→ **What you have to do**: Repeat the material exactly as it appears.

→ **Data for this exercise**:
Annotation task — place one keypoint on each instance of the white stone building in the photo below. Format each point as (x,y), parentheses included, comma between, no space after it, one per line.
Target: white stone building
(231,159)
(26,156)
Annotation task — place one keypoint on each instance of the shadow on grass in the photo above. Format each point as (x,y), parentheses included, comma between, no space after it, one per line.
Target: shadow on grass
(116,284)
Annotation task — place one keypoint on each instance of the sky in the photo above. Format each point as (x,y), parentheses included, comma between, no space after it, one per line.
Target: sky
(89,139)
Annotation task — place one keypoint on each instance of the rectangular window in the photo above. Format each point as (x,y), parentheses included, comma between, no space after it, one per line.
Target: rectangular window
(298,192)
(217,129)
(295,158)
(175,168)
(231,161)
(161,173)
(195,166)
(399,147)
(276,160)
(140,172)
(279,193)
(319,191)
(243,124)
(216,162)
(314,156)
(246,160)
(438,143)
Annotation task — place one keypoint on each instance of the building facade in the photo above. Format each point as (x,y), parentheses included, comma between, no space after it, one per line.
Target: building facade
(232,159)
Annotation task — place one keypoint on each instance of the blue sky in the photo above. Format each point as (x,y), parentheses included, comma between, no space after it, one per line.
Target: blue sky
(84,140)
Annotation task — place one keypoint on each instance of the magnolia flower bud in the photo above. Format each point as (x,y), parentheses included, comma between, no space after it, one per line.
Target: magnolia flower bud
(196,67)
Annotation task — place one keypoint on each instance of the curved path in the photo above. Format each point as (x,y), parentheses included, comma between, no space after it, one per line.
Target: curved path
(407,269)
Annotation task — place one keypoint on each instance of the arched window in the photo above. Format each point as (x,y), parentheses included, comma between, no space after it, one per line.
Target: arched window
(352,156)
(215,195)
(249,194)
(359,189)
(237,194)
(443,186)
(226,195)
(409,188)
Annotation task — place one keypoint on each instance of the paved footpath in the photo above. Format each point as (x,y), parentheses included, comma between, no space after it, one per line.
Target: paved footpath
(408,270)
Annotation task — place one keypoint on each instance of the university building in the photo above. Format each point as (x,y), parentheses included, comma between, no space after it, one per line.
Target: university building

→ **Worked answer**:
Annotation task — place one keypoint on each instance of the white stone building in the photo below. Format each point as (x,y), parentheses included, comma between, no space after it, one per line.
Target: white stone building
(231,159)
(26,156)
Annotation task — place one keypoint on each instance of the shadow on grass in the photo above. Format each point as (x,y), parentheses included, comma between, no space after it, one per line.
Target: shadow on grass
(116,284)
Annotation task — place one keypoint on each instance of the sky in the photo above. Format each point as (x,y), parentheses included, comma between, no space after it, one per line.
Target: sky
(89,139)
Annotation task — place one keypoint on each instance of the rectangular window in the photo above. Format each point as (x,y), parentheses included, comma between, no space after it, one per line.
Target: rectangular window
(298,192)
(217,129)
(295,158)
(175,168)
(231,161)
(161,173)
(195,166)
(399,147)
(276,160)
(140,172)
(279,193)
(319,191)
(243,124)
(216,162)
(314,156)
(246,160)
(438,143)
Annotation task — place one keypoint on each instance of the building facade in the photo above. Format each point as (x,y), parentheses included, comma between, no space after it, one per line.
Target: building facade
(232,159)
Annotation task — place one keypoint on each instance of the blue sky in the photo above. Format each point as (x,y), parentheses included, comma between, no space after it, one per line.
Target: blue sky
(84,140)
Annotation task — place one keypoint on each instance of the magnolia flower bud in the photo above. Format each point as (x,y), parentheses included, comma between, no space after it, one per line.
Target: magnolia flower bud
(196,67)
Annotation task — place one keypoint on each instance of the curved path in the photo above. Format each point as (x,y), parentheses included, comma between, no space after it, one per line.
Target: curved path
(407,269)
Annotation task — place one keypoint on each instance of the arched window in the photo above. Format each point as (x,y), parentheses included, comma between, no space after it, one per line.
Target: arched window
(352,156)
(215,195)
(249,194)
(359,189)
(237,194)
(443,186)
(226,195)
(409,188)
Annotation task — place one keypoint on each instance of the paved footpath in the photo above. Format each point as (x,y), parentheses included, comma between, no space after it, one per line.
Target: paved footpath
(408,270)
Annotation task — place one keypoint on each instance of the university building in the photo above. Format each point as (x,y), parentheses included, comma between, no space after it, one per line.
Target: university building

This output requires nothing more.